What you should do:
Count how many lines in the items below contain the word "sweater", matching uppercase and lowercase exactly, and reply with the number alone.

Provided material:
______

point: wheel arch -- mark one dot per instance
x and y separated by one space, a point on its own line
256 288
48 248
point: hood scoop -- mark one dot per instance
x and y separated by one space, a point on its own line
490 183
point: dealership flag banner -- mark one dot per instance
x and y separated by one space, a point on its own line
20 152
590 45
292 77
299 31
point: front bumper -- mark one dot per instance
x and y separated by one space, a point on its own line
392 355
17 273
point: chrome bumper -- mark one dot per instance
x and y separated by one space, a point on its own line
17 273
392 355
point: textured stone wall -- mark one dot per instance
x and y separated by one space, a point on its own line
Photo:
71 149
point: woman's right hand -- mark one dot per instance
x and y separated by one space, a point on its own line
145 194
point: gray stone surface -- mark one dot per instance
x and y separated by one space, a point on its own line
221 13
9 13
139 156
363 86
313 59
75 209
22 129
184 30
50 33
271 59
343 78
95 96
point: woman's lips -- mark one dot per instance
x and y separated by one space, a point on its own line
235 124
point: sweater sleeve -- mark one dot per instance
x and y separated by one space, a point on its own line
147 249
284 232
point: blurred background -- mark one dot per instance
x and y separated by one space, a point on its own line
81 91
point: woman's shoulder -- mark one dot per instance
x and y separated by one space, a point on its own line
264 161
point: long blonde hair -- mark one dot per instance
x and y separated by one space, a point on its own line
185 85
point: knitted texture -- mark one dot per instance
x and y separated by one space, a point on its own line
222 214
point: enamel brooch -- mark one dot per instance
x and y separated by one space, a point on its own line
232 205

______

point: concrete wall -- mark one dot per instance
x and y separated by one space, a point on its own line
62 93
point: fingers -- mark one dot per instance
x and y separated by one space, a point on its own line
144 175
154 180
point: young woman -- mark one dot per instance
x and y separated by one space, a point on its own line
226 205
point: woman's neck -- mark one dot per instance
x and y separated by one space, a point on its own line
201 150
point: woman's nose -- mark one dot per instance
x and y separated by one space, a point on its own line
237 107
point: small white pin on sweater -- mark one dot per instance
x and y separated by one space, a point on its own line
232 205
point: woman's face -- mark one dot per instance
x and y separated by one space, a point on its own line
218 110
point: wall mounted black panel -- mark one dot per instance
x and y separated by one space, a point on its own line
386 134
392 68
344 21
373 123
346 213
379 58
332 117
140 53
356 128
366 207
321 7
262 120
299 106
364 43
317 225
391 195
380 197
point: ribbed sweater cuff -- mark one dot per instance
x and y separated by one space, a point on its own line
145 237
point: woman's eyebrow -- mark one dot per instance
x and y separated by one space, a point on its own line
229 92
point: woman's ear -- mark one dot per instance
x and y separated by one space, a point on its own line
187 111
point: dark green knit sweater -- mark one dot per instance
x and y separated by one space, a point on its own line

______

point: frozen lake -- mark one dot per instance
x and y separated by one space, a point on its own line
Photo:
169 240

______

Problem solution:
4